Exercise: Rename "drill motor housing" to "power drill body" in the material, starting at the line that holds "tag: drill motor housing" and ending at the end of the material, and give those lines back with nothing else changed. Leave the pictures out of your answer.

Records shown:
▬▬▬▬▬▬
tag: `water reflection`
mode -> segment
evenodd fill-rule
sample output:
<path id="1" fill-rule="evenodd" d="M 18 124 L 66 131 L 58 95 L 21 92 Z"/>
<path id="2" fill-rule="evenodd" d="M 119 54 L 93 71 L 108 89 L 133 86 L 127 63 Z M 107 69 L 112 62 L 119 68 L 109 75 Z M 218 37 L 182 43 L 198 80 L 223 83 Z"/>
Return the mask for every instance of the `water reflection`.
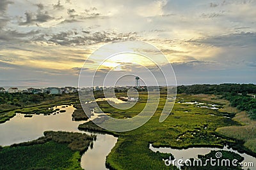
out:
<path id="1" fill-rule="evenodd" d="M 250 169 L 251 170 L 256 170 L 256 158 L 252 157 L 246 153 L 240 153 L 236 150 L 234 150 L 232 148 L 228 149 L 227 146 L 225 146 L 223 149 L 220 149 L 217 148 L 189 148 L 188 149 L 173 149 L 172 148 L 163 147 L 163 148 L 154 148 L 152 146 L 152 144 L 150 145 L 149 148 L 153 152 L 159 152 L 161 153 L 172 153 L 176 160 L 182 159 L 186 160 L 189 158 L 197 158 L 198 155 L 206 155 L 211 152 L 211 150 L 226 150 L 233 152 L 236 153 L 240 155 L 244 158 L 243 162 L 253 162 L 254 167 L 251 167 Z M 177 164 L 175 164 L 177 166 Z M 247 169 L 248 167 L 243 167 L 243 169 Z"/>
<path id="2" fill-rule="evenodd" d="M 72 121 L 72 114 L 75 108 L 72 106 L 63 107 L 58 106 L 56 108 L 65 110 L 66 112 L 50 115 L 33 115 L 32 117 L 24 117 L 24 114 L 17 113 L 10 120 L 0 124 L 0 145 L 8 146 L 36 139 L 44 136 L 45 131 L 61 131 L 76 132 L 90 134 L 88 132 L 80 131 L 77 127 L 87 121 Z M 95 113 L 91 117 L 93 119 L 99 114 Z M 105 167 L 106 156 L 117 141 L 117 138 L 109 134 L 97 135 L 97 140 L 93 142 L 93 148 L 83 155 L 81 167 L 86 170 L 107 169 Z"/>

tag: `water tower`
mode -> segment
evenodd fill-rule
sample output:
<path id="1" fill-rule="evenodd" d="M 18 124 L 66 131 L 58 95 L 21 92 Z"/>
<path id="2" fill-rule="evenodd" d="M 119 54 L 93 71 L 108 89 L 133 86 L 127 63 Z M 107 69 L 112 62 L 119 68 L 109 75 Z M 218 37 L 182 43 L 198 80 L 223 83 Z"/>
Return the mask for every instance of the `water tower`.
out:
<path id="1" fill-rule="evenodd" d="M 135 86 L 136 88 L 138 88 L 140 87 L 140 77 L 136 76 L 135 78 Z"/>

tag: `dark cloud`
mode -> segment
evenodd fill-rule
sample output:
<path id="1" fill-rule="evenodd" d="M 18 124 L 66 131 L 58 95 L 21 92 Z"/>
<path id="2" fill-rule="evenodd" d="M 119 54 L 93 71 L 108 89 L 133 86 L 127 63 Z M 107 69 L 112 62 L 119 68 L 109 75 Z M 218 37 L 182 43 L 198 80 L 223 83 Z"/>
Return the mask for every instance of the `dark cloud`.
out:
<path id="1" fill-rule="evenodd" d="M 161 49 L 161 51 L 164 54 L 172 54 L 172 53 L 187 53 L 189 52 L 177 51 L 170 49 Z"/>
<path id="2" fill-rule="evenodd" d="M 47 11 L 44 11 L 44 5 L 42 4 L 37 4 L 36 6 L 38 7 L 36 13 L 26 11 L 25 13 L 26 21 L 20 22 L 20 25 L 30 25 L 32 24 L 37 24 L 37 23 L 42 23 L 47 22 L 50 20 L 54 19 L 51 17 Z"/>
<path id="3" fill-rule="evenodd" d="M 0 30 L 6 25 L 8 21 L 7 18 L 0 18 Z"/>
<path id="4" fill-rule="evenodd" d="M 42 4 L 41 4 L 41 3 L 36 4 L 36 6 L 38 8 L 39 10 L 44 10 L 44 5 Z"/>
<path id="5" fill-rule="evenodd" d="M 215 8 L 215 7 L 217 7 L 218 6 L 219 6 L 219 5 L 217 4 L 212 3 L 210 3 L 210 7 L 211 7 L 211 8 Z"/>
<path id="6" fill-rule="evenodd" d="M 1 0 L 0 1 L 0 14 L 5 13 L 8 4 L 13 4 L 13 2 L 10 0 Z"/>
<path id="7" fill-rule="evenodd" d="M 0 40 L 18 40 L 18 38 L 27 38 L 28 37 L 33 36 L 40 32 L 39 30 L 31 31 L 27 32 L 20 32 L 16 30 L 6 30 L 0 31 Z M 20 39 L 21 41 L 21 39 Z M 26 39 L 22 39 L 25 42 Z"/>
<path id="8" fill-rule="evenodd" d="M 54 10 L 64 10 L 64 6 L 60 4 L 60 0 L 58 1 L 58 3 L 56 4 L 53 4 L 52 6 L 53 6 L 53 9 L 54 9 Z"/>
<path id="9" fill-rule="evenodd" d="M 201 15 L 201 17 L 203 18 L 212 18 L 219 17 L 222 15 L 223 15 L 223 14 L 222 14 L 222 13 L 204 13 Z"/>
<path id="10" fill-rule="evenodd" d="M 85 33 L 85 34 L 90 34 L 90 31 L 82 31 L 83 32 Z"/>
<path id="11" fill-rule="evenodd" d="M 83 34 L 77 31 L 61 32 L 54 34 L 38 35 L 33 38 L 34 41 L 45 41 L 56 44 L 70 45 L 86 45 L 110 42 L 121 39 L 135 39 L 134 32 L 116 34 L 113 32 L 97 31 L 91 34 Z"/>
<path id="12" fill-rule="evenodd" d="M 205 39 L 191 39 L 187 41 L 200 44 L 207 44 L 220 47 L 244 47 L 246 46 L 256 46 L 256 33 L 242 32 L 237 34 L 212 36 Z"/>
<path id="13" fill-rule="evenodd" d="M 82 69 L 83 67 L 73 67 L 73 68 L 72 68 L 72 70 L 75 70 L 75 71 L 81 71 L 81 69 Z"/>
<path id="14" fill-rule="evenodd" d="M 74 9 L 68 9 L 67 13 L 68 14 L 69 17 L 72 19 L 74 19 L 76 17 L 78 16 L 78 15 L 75 14 L 76 10 Z"/>
<path id="15" fill-rule="evenodd" d="M 246 62 L 246 65 L 249 67 L 256 67 L 256 62 Z"/>

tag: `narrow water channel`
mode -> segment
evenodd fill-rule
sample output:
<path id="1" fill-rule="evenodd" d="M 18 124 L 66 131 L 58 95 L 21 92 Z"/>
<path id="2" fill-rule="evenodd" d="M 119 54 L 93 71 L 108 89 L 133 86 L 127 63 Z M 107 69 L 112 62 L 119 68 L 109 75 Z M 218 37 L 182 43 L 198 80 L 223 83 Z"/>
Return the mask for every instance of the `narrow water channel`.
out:
<path id="1" fill-rule="evenodd" d="M 230 151 L 243 157 L 244 158 L 244 160 L 243 161 L 243 162 L 247 162 L 247 163 L 253 162 L 253 167 L 250 167 L 250 169 L 251 170 L 256 170 L 256 158 L 251 155 L 249 155 L 246 153 L 240 153 L 237 151 L 234 150 L 232 148 L 228 149 L 227 146 L 225 146 L 223 149 L 220 149 L 218 148 L 203 147 L 203 148 L 189 148 L 188 149 L 178 150 L 178 149 L 173 149 L 170 147 L 154 148 L 152 146 L 152 144 L 150 144 L 149 145 L 149 149 L 155 152 L 158 151 L 161 153 L 172 153 L 176 160 L 182 159 L 183 160 L 186 160 L 186 159 L 189 159 L 190 158 L 197 158 L 198 155 L 206 155 L 210 153 L 211 150 Z M 177 165 L 177 162 L 175 163 L 176 163 L 175 166 L 177 166 L 179 167 L 180 167 Z M 243 169 L 248 169 L 248 167 L 243 167 Z"/>
<path id="2" fill-rule="evenodd" d="M 72 114 L 75 110 L 72 106 L 58 106 L 57 108 L 65 110 L 66 112 L 56 115 L 33 115 L 32 117 L 24 117 L 24 114 L 17 113 L 9 121 L 0 124 L 0 145 L 9 146 L 32 141 L 43 136 L 45 131 L 91 134 L 78 130 L 78 125 L 85 121 L 72 121 Z M 107 169 L 106 157 L 114 147 L 117 138 L 109 134 L 93 134 L 97 135 L 97 140 L 93 142 L 93 148 L 89 148 L 82 155 L 81 167 L 86 170 Z"/>

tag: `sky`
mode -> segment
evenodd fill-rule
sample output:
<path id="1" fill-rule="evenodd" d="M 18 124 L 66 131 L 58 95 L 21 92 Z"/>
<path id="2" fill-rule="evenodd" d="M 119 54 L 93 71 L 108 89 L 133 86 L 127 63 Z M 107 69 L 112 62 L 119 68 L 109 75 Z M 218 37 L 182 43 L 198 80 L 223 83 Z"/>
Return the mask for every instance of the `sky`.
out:
<path id="1" fill-rule="evenodd" d="M 77 87 L 81 68 L 92 78 L 101 62 L 88 59 L 95 50 L 127 40 L 163 52 L 177 85 L 256 83 L 255 9 L 253 0 L 1 0 L 0 87 Z M 113 74 L 153 67 L 140 61 Z"/>

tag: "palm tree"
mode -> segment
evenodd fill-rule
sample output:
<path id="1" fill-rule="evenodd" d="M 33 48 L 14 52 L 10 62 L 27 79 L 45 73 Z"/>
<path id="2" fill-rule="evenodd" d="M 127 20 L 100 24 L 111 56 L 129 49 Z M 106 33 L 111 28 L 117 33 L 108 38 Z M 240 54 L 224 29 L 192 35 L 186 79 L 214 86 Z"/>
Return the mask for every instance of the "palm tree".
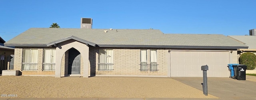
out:
<path id="1" fill-rule="evenodd" d="M 60 28 L 60 27 L 59 26 L 59 25 L 57 24 L 57 23 L 53 23 L 51 25 L 51 27 L 50 27 L 50 28 Z"/>

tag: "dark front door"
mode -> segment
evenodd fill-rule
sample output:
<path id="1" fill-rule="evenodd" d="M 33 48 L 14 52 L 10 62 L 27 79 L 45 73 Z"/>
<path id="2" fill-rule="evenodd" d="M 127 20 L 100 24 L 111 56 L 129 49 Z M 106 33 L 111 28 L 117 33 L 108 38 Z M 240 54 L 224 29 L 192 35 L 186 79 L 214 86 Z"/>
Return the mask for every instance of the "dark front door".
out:
<path id="1" fill-rule="evenodd" d="M 80 52 L 74 48 L 68 52 L 68 74 L 80 74 Z"/>

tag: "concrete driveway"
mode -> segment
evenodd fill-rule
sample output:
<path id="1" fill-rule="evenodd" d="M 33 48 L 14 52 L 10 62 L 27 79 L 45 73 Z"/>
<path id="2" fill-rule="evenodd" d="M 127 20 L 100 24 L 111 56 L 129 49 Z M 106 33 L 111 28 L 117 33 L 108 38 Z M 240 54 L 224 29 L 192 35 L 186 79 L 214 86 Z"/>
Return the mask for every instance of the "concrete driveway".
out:
<path id="1" fill-rule="evenodd" d="M 202 91 L 202 77 L 173 77 Z M 229 78 L 208 78 L 208 94 L 221 99 L 256 99 L 256 82 L 238 80 Z"/>

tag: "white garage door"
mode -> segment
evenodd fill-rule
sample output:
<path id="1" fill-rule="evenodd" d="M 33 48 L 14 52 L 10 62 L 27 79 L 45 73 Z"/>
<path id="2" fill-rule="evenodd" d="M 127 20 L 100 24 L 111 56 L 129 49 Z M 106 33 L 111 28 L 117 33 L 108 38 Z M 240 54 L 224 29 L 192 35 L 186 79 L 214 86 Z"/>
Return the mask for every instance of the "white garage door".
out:
<path id="1" fill-rule="evenodd" d="M 201 66 L 207 65 L 207 76 L 228 77 L 228 52 L 172 51 L 171 77 L 202 77 Z"/>

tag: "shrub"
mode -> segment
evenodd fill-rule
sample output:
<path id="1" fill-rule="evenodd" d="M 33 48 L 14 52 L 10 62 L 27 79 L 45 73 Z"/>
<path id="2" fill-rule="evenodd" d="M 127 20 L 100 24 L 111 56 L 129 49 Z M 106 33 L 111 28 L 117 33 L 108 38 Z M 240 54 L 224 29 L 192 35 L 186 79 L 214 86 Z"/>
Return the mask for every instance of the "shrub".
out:
<path id="1" fill-rule="evenodd" d="M 254 70 L 256 67 L 256 55 L 251 52 L 243 53 L 239 58 L 239 63 L 246 65 L 247 70 Z"/>

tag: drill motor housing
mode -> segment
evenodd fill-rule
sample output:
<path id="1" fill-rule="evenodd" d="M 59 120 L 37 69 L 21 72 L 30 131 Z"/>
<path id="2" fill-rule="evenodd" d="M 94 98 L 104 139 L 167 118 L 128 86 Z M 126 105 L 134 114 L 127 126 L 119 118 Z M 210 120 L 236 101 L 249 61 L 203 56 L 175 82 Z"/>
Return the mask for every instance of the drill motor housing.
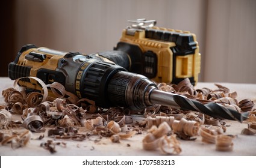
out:
<path id="1" fill-rule="evenodd" d="M 123 52 L 84 55 L 28 44 L 9 64 L 8 75 L 12 80 L 33 76 L 45 84 L 60 83 L 78 98 L 93 100 L 102 107 L 119 106 L 136 110 L 151 106 L 144 97 L 157 89 L 155 84 L 144 76 L 128 72 L 107 58 L 109 56 L 116 62 L 128 62 Z M 125 62 L 120 64 L 126 66 Z M 42 91 L 42 86 L 31 78 L 22 78 L 18 84 L 28 92 Z M 49 93 L 55 97 L 51 90 Z"/>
▬▬▬▬▬▬
Reply:
tag: power drill body
mode -> segment
evenodd fill-rule
sample output:
<path id="1" fill-rule="evenodd" d="M 59 120 L 37 69 L 21 72 L 30 131 Z"/>
<path id="2" fill-rule="evenodd" d="M 94 98 L 104 139 L 167 118 L 128 86 Z M 126 105 L 134 114 L 127 126 L 119 118 Z M 210 120 L 236 101 L 249 61 L 203 56 L 175 82 Z"/>
Return the mask for every instance of the power drill body.
out:
<path id="1" fill-rule="evenodd" d="M 123 52 L 84 55 L 28 44 L 9 64 L 8 75 L 12 80 L 33 76 L 45 84 L 60 83 L 78 98 L 93 100 L 102 107 L 119 106 L 136 110 L 151 106 L 144 97 L 157 89 L 155 84 L 144 76 L 128 72 L 107 58 L 109 56 L 116 62 L 128 62 Z M 125 62 L 120 64 L 126 66 Z M 42 91 L 42 86 L 31 78 L 22 78 L 18 84 L 28 92 Z M 49 93 L 55 97 L 51 90 Z"/>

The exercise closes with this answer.